Sosyal öğrenme kuramına göre ceza ve ödül yapıları kişilerin tutumlarında büyük etkiye sahiptir. Toplum tarafından öngörülen olumlu olmayan davranımların karşılığı ceza olurken, olumlu davranışların karşılığı ise ödülle pekiştirilmektedir (Dusek, 1987). Bu kurama göre toplumsal cinsiyet rolleri ödül ceza sistemi ve gözlemle öğrenilmektedir (Dusek, 1987). Kız çocukları ve erkek çocuklar birbirinden farklı beklentilerle yetiştirilirken; aynı zamanda farklı davranış biçimlerinin olduğunu gözlemleyerek cinsiyetler arası ayrımı kabul etmektedirler. Çocuklar, doğdukları andan itibaren çevresindekilerin cinsiyetleri hakkında düşünce, davranış ve sözel olmayan iletişim şekilleriyle bir fikre sahiptirler. Bu fikrin oluşmasında, kadın ve erkeklerin birbirinden farklı ama genel itibariyle aynı türden kıyafetleri ya da renkleri tercih etmesinin, etkisi büyük önem taşımaktadır. Bununla birlikte; okunan kitaplar, tercih edilen oyunlar, oyuncalar, izlenilen televizyon programları, dizi ve film türleri, de çocukların, cinsiyetler üzerindeki düşünce yapısına büyük ölçüde temas etmektedir. Tüm bu sebepler; çocukların, genellikle erişkinlik döneminde, biyolojik kökenli edindiği cinsiyet rollerini toplumdan aldığı kurallar doğrultusunda devam ettirdiğini göstermektedir.

Bandura, bilişsel olarak öğrenimin gerçekleşmesiyle birlikte; gözlem ve taklit yoluyla da gerektiğini vurgulamaktadır. Gözlem odaklı öğrenmenin takli yoluyla öğrenmeyi kapsamamaktadır (Bandura, 1977). Bu bakımdan da gözlem odaklı öğrenme ve taklit odaklı öğrenme birbirinden ayrılmaktadır (Senemoğlu, 2010). Bandura’ya (1977) göre sosyal öğrenme kuramı, model alma ve taklit etme ile edimsel koşullanma olmak üzere öğrenme sürecini iki şekilde özetlemektedir. Bir davranışın ödül yoluyla pekiştirilmesi sonucunda tekrar aynı davranışı gerçekleştirmesi edimsel koşullanma yoluyla öğrenmedir. Bireyler, çocukluk yaşamından itibaren, cinsiyet rollerini toplumun beklediği gibi yaptıklarında toplum tarafında ödülle karşılık bulurlar. Beklenti karşılanmadığında ise kişiler cezalandırılmaktadır. Bireylerim yakın çevresini gözlemlemesi ve ardından gördüğü davranışları sergilemesi sonucu model alma ve taklit öğrenme biçimini uygulamaktadırlar. Mischeal ve Bandura, toplumsal cinsiyet rollerinin berlilenmesinde ödül ceza sisteminin büyük öneminin olduğunu belirtmektedir (Dökmen, 2004).

§ Ham Veri
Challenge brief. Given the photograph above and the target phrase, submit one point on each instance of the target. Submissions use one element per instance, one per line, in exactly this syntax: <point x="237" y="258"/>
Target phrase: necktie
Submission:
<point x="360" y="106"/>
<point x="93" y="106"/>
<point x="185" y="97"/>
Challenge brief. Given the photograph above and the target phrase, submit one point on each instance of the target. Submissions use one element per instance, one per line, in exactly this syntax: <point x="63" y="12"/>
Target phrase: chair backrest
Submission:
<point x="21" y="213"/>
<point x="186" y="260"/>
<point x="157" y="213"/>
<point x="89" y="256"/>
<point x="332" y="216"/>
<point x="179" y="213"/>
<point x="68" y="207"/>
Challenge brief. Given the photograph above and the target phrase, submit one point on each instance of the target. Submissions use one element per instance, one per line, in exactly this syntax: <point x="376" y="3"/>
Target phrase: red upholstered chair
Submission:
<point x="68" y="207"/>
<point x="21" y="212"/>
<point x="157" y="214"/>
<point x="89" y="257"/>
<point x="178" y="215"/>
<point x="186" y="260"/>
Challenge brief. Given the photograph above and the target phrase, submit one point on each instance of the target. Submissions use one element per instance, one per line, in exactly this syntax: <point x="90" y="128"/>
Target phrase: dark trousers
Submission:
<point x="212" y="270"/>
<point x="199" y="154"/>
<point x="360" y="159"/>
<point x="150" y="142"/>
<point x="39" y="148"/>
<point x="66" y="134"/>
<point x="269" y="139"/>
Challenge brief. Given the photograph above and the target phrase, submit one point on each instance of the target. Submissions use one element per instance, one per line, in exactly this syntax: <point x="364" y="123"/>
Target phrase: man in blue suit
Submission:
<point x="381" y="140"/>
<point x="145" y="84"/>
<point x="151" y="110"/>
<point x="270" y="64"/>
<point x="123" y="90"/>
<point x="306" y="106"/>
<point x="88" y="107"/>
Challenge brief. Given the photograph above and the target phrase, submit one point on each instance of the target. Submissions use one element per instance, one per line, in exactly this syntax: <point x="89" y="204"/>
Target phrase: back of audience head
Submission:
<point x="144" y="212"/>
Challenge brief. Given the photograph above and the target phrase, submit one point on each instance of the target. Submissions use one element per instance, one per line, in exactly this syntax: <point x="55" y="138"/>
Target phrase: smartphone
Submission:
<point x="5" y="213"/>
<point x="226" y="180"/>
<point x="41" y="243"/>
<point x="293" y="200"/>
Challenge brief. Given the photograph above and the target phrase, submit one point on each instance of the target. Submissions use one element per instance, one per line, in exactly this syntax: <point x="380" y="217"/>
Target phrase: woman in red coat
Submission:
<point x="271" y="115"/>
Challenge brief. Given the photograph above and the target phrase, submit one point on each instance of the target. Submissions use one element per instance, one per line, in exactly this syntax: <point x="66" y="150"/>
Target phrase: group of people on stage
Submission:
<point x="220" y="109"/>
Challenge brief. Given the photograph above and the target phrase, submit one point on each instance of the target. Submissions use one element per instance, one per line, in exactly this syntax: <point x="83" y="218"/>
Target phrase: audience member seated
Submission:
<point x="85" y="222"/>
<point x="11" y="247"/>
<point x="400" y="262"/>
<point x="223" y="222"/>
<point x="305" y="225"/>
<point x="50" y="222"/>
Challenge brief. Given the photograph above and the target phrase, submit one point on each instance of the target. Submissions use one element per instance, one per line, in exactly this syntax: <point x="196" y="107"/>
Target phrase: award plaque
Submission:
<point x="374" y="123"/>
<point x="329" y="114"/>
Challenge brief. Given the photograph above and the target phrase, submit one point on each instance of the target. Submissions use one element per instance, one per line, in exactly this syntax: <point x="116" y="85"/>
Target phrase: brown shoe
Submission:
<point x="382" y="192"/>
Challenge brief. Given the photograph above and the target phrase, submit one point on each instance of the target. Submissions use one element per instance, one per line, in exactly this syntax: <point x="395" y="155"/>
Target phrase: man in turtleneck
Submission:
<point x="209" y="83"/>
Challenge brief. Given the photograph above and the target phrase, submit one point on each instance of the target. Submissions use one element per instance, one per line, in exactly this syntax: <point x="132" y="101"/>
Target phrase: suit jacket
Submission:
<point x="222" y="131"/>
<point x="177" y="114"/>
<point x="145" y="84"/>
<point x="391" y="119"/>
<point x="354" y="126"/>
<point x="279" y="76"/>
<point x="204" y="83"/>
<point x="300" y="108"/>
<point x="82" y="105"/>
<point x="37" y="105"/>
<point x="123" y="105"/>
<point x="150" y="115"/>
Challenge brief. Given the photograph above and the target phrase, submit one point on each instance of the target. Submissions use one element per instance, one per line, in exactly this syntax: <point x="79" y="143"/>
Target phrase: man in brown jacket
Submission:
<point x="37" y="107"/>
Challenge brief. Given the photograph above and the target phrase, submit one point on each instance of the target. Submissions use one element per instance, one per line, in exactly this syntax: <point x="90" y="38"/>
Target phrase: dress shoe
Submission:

§ İstenen Görev
Sosyal öğrenme kuramı üzerine olan metinde Bandura'ya (1977) dayandırılan görüşe göre bu kuram, öğrenme sürecini hangi iki şekilde özetlemektedir?

§ Görev Yanıtı
Model alma ve taklit etme ile edimsel koşullanma.